Stored data:
---+---
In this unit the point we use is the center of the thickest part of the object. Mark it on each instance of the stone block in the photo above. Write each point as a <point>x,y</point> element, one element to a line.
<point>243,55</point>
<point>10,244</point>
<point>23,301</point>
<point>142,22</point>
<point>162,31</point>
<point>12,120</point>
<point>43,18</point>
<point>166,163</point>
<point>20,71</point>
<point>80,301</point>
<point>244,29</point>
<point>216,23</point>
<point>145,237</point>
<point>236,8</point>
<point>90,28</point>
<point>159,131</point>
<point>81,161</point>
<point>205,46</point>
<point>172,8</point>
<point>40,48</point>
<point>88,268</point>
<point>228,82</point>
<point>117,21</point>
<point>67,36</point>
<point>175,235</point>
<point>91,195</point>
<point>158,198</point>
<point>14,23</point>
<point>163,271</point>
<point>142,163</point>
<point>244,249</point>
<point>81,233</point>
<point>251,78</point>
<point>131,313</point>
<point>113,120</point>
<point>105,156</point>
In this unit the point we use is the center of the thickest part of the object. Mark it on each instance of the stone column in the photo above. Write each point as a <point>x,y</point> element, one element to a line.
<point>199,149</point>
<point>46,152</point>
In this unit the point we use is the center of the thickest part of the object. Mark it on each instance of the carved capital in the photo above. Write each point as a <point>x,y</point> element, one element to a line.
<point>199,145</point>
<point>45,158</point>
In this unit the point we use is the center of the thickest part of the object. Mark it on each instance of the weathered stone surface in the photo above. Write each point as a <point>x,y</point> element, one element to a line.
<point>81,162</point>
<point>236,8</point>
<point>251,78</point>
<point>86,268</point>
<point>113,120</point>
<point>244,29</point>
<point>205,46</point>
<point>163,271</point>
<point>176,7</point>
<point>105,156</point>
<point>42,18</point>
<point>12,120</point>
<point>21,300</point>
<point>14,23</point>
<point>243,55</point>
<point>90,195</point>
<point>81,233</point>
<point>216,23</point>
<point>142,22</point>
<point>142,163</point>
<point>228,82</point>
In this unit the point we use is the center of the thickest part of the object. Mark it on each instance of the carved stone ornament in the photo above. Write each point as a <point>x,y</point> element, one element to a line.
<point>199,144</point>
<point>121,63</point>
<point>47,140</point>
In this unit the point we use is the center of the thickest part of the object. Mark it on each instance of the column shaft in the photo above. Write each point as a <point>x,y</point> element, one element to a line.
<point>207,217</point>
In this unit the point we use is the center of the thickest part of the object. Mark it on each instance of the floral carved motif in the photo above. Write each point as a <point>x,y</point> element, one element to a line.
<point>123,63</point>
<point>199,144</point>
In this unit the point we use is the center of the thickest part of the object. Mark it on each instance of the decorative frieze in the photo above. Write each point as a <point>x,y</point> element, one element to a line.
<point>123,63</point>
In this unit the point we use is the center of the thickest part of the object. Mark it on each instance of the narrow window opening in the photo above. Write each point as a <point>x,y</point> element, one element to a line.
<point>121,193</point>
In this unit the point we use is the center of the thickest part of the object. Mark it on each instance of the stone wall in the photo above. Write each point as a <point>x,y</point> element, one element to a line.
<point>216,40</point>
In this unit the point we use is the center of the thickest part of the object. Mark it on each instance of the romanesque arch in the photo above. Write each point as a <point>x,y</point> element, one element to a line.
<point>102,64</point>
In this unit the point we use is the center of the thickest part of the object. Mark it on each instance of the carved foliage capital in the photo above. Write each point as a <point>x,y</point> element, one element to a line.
---+---
■ Your goal
Please format every line of the stored data above as a JSON list of strings, one string per line. Cover all the items and leave out any blank lines.

■ The answer
[
  "In this unit the point we use is the center of the thickest part of the object. Mark it on each instance of the stone block in the photo above. Write each point as a <point>x,y</point> element, one element to a line.",
  "<point>243,55</point>",
  "<point>10,244</point>",
  "<point>23,301</point>",
  "<point>142,22</point>",
  "<point>162,31</point>",
  "<point>12,120</point>",
  "<point>43,18</point>",
  "<point>166,163</point>",
  "<point>20,71</point>",
  "<point>80,301</point>",
  "<point>244,29</point>",
  "<point>216,23</point>",
  "<point>145,237</point>",
  "<point>236,8</point>",
  "<point>90,28</point>",
  "<point>159,131</point>",
  "<point>81,161</point>",
  "<point>205,46</point>",
  "<point>172,8</point>",
  "<point>40,48</point>",
  "<point>88,268</point>",
  "<point>228,82</point>",
  "<point>117,21</point>",
  "<point>67,36</point>",
  "<point>175,235</point>",
  "<point>91,195</point>",
  "<point>158,198</point>",
  "<point>14,23</point>",
  "<point>163,271</point>",
  "<point>142,163</point>",
  "<point>244,249</point>",
  "<point>81,233</point>",
  "<point>251,78</point>",
  "<point>131,313</point>",
  "<point>113,120</point>",
  "<point>105,156</point>",
  "In this unit the point we use is the center of the thickest part of the object. Mark it on each instance of the stone column in the photo above. Write each point as a <point>x,y</point> element, one element to a line.",
  "<point>199,149</point>",
  "<point>46,152</point>",
  "In this unit the point we use is the center of the thickest part of the object. Mark it on each instance of the carved capital in the photo above. Write each point as a <point>x,y</point> element, one element to a line.",
  "<point>199,145</point>",
  "<point>45,158</point>",
  "In this unit the point we use is the center of the thickest part of the object. Mark it on each instance of the weathered stone surface in the photo above. Write each point as a <point>x,y</point> element, one element to a line.",
  "<point>81,162</point>",
  "<point>236,8</point>",
  "<point>251,78</point>",
  "<point>86,268</point>",
  "<point>113,120</point>",
  "<point>244,29</point>",
  "<point>205,46</point>",
  "<point>163,271</point>",
  "<point>176,7</point>",
  "<point>105,156</point>",
  "<point>42,18</point>",
  "<point>12,120</point>",
  "<point>21,300</point>",
  "<point>14,23</point>",
  "<point>243,55</point>",
  "<point>90,195</point>",
  "<point>81,233</point>",
  "<point>216,23</point>",
  "<point>142,22</point>",
  "<point>142,163</point>",
  "<point>228,82</point>",
  "In this unit the point we use is the center of the thickest part of the object. Mark it on each instance of the carved stone ornament in the photo above. Write each point as a <point>x,y</point> element, one element to a line.",
  "<point>199,144</point>",
  "<point>121,63</point>",
  "<point>47,140</point>",
  "In this unit the point we use is the center of the thickest part of the object. Mark it on each instance of the column shaft in the photo above. Write each point as a <point>x,y</point> element, one element to a line.",
  "<point>207,217</point>",
  "In this unit the point we use is the center of the thickest part of the object. Mark it on each instance of the floral carved motif in the photo above. Write each point as a <point>x,y</point> element, one element to a line.",
  "<point>123,63</point>",
  "<point>199,144</point>",
  "In this unit the point we use is the center of the thickest part of the object. Mark it on each instance of the decorative frieze in the photo above. Write each point as a <point>x,y</point> element, one element to a line.",
  "<point>123,63</point>",
  "In this unit the point we use is the center of the thickest part of the object. Mark it on each instance of the narrow window opening in the photo above. Write each point as a <point>x,y</point> element, one element to a line.",
  "<point>121,193</point>",
  "In this unit the point we use is the center of the thickest part of the object. Mark it on each instance of the stone wall in the photo above. Write each point as a <point>x,y</point> element, one element to a line.",
  "<point>216,40</point>",
  "In this unit the point we use is the center of the thickest part of the object. Mark it on each instance of the romanesque arch in the photo above. Write each point as a <point>x,y</point> element, one element to a line.",
  "<point>102,64</point>",
  "In this unit the point we use is the center of the thickest part of the object. Mark it on each instance of the carved foliage capital in the photo above. Write each point as a <point>x,y</point> element, one element to a line."
]